Start of RECORDS FOR THE EXERCISE

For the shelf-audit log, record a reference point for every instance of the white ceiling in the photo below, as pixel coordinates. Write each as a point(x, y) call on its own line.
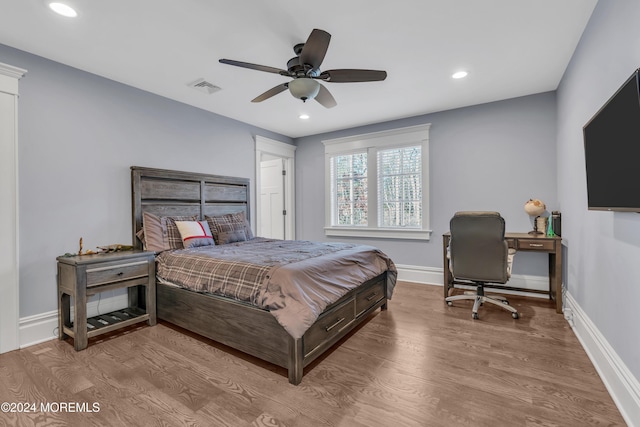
point(510, 48)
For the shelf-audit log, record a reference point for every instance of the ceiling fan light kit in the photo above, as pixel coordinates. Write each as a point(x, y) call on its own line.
point(304, 88)
point(304, 69)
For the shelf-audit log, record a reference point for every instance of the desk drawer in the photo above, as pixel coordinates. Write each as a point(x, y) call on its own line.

End of RECORDS FOR THE EXERCISE

When you print the records above, keep them exact and leave out the pictures.

For the shelf-audit log, record a reference point for every instance of the white ceiling in the photo below, as pixel coordinates. Write each as a point(x, y) call on its own line.
point(510, 48)
For the shelf-audit log, record a reference point for every instance of the ceiling fan light kit in the photo above, as pixel coordinates. Write each as a point(x, y) call on its own line.
point(304, 88)
point(304, 69)
For the shelf-audit log, record a reference point for every instance of the desk drawer in the photo above, as pixel coordinates. Write each as a point(x, y) call on its own line.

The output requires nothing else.